_WORK INSTRUCTION 1:_ Reproduce the passage of the essay below between "How can I explain to" and "above anywhere else.", inclusive, without any changes.
_WORK INSTRUCTION 2:_ In the essay below, from which country did the writer's parents emigrate, and where did they settle?
_WORK INSTRUCTION 3:_ Render this sentence from the essay below in Spanish: "I had a good teacher who taught me not to hate."

(DOCUMENT EXTRACT begins)

“I am mad at you for being Muslim. Don’t you know Muslims kill so many people? I don’t even know if I can be your friend.”
This was the conversation my 8-year-old son recently had with a fellow classmate. Religion is not usually the topic of discussion among his friends, who seem obsessed with basketball and the Avengers. This conversation disturbed my entire family.
I hoped to isolate my children from such hatred. We send my son to an international school in Chicago; I wanted my son’s upbringing to be a sanctuary for him.
How can I explain this hate to my children?
This week marks the end of the ninth and holiest month of the Islamic calendar, Ramadan. Many of the estimated 1.8 billion Muslims around the world have been fasting–abstaining from eating and drinking– from dawn to dusk.
As a means of purifying and transforming, similar to the Christian practice of Lent, Muslims seek inner peace and fellowship, as well as giving back to the community and giving thanks for that which we are blessed.
This week we will celebrate Eid-al-Fitr–which is the celebration to end fasting where we exchange presents, give our “fitrah” which is the money we donate to the less fortunate to be able to celebrate on this day and eat–a lot.
This year I helped to organize an Eid toy drive so my children can participate and give new toys to those who are less fortunate and make their day better.
Earlier this year after the mass shootings at the hands of a white supremacist in the New Zealand mosques, my 6-year-old daughter asked me, “Why do they hate us mommy? Is it because of the color of our skin or do they just hate Muslims?”
This same hate manifested again at a mass shooting at a Jewish temple in San
Diego. Very recently a hateful message was found at a Jewish
museum in Brooklyn.
How can I explain to my children that hate is taught and learned? If that is the case, how can we unlearn hate?
As a brown Muslim girl who grew up in the South, racism was commonplace. I have
experienced everything from a subtle “hey camel jockey” to more verbally
abusive comments , like “sand ni**** and terrorist towelhead.”
Despite this, every morning I enthusiastically, “pledged allegiance to the flag of the United States of America,” at a public school in rural North Carolina and as an American born Muslim, whose loyalty is to the U.S. above anywhere else.
For me, egalitarian principles started at my home. My parents emigrated from Pakistan in the late 1960s to rural Mississippi. My father was routinely called derogatory terms as a student in England and continued to hear the same rhetoric in the rural South.
Never did he incite us to hate the white Americans or Europeans who expressed racism. Never did he teach us to hate the African Americans who may have also treated him as an “other.” Never did he instigate animosity toward the South Asian Professor from India who was still getting over the wounds of the partition and treated him as an untouchable.
Instead my father embraced all of these individuals and helped to break down stereotypes enabling them to open their hearts and minds to our family. I had a good teacher who taught me not to hate.
The battle to regain human decency in the United States starts at home, relinquishing the idea that the “other” is the source of society’s problems.

(DOCUMENT EXTRACT ends)
(EXTRACTED DATA begins)

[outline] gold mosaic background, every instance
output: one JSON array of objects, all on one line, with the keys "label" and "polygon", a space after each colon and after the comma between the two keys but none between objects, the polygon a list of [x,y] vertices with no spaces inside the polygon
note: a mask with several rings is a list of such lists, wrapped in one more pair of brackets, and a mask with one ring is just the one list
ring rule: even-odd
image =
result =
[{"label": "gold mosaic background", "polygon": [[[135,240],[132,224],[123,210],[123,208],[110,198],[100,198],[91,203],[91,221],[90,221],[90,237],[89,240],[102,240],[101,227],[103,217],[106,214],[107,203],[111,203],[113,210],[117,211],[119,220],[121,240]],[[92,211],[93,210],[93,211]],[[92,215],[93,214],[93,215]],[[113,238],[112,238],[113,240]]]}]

(EXTRACTED DATA ends)
(EXTRACTED DATA begins)

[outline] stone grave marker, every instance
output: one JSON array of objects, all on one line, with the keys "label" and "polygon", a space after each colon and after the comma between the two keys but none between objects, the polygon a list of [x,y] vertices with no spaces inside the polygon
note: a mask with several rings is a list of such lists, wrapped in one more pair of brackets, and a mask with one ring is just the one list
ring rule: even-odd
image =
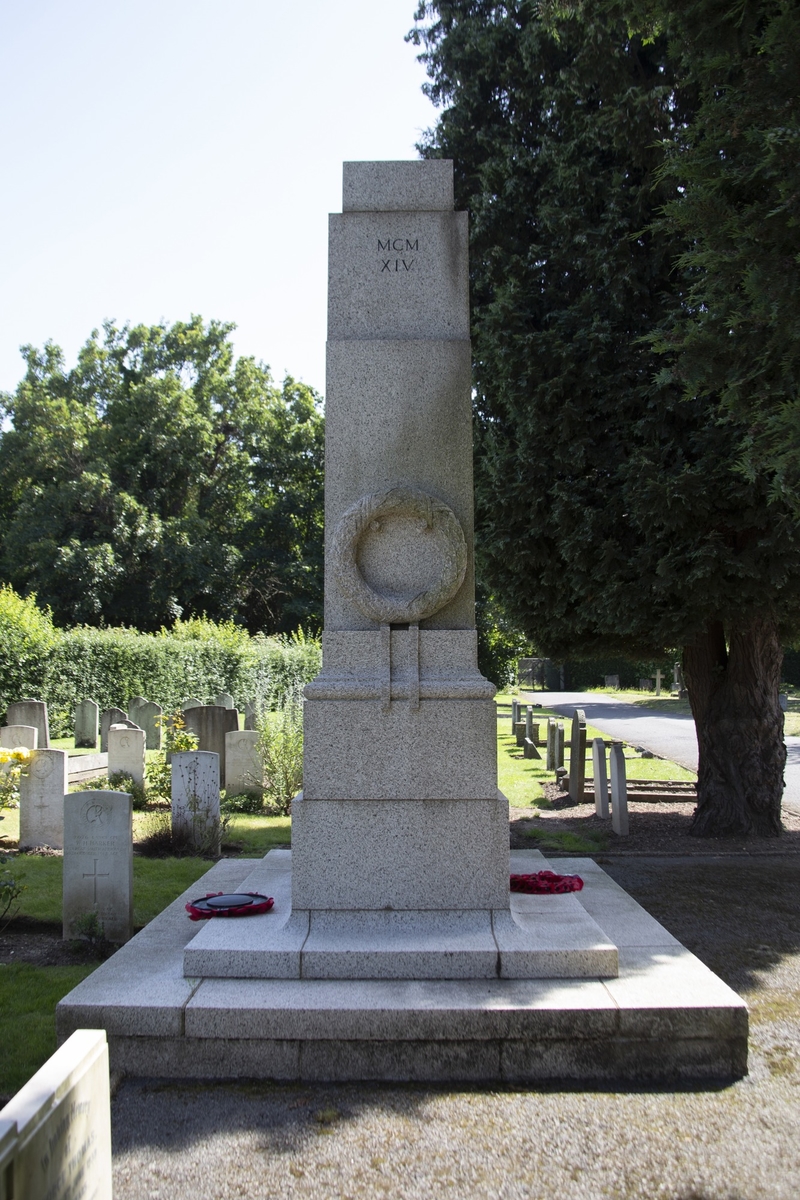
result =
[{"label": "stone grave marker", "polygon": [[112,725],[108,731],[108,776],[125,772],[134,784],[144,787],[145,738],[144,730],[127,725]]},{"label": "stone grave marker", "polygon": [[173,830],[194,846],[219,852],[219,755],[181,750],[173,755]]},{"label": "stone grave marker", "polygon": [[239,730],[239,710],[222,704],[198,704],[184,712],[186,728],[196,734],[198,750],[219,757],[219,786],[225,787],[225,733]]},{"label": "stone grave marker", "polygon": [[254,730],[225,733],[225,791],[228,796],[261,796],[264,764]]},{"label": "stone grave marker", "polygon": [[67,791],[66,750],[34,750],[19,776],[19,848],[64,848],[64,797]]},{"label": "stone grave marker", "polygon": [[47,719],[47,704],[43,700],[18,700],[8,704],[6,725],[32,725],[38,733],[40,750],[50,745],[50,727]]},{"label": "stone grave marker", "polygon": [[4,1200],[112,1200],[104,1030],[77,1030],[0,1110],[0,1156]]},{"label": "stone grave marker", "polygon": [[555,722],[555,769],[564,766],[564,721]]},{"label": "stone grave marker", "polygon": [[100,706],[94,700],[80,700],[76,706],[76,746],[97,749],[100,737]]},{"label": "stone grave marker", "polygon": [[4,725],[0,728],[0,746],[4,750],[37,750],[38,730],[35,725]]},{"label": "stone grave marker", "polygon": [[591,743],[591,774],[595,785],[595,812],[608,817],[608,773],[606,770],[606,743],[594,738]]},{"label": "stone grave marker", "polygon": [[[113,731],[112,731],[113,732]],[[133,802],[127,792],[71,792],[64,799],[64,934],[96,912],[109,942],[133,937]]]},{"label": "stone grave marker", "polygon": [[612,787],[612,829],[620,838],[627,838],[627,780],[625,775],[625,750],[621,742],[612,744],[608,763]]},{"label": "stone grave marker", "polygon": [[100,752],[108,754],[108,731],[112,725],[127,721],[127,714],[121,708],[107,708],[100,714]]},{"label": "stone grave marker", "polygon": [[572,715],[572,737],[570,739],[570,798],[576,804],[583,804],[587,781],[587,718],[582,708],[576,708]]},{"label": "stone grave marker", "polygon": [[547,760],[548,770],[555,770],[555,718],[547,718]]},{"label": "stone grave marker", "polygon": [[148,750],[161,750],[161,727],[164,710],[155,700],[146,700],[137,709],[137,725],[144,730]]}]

(EXTRACTED DATA ends)

_RESPONSE AREA 1:_
How can I explain to my children that hate is taught and learned? If that is the case, how can we unlearn hate?
As a brown Muslim girl who grew up in the South, racism was commonplace. I have
experienced everything from a subtle “hey camel jockey” to more verbally
abusive comments , like “sand ni**** and terrorist towelhead.”
Despite this, every morning I enthusiastically, “pledged allegiance to the flag of the United States of America,” at a public school in rural North Carolina and as an American born Muslim, whose loyalty is to the U.S. above anywhere else.

_RESPONSE AREA 2:_ They emigrated from Pakistan to rural Mississippi.

_RESPONSE AREA 3:_ Tuve un buen maestro que me enseñó a no odiar.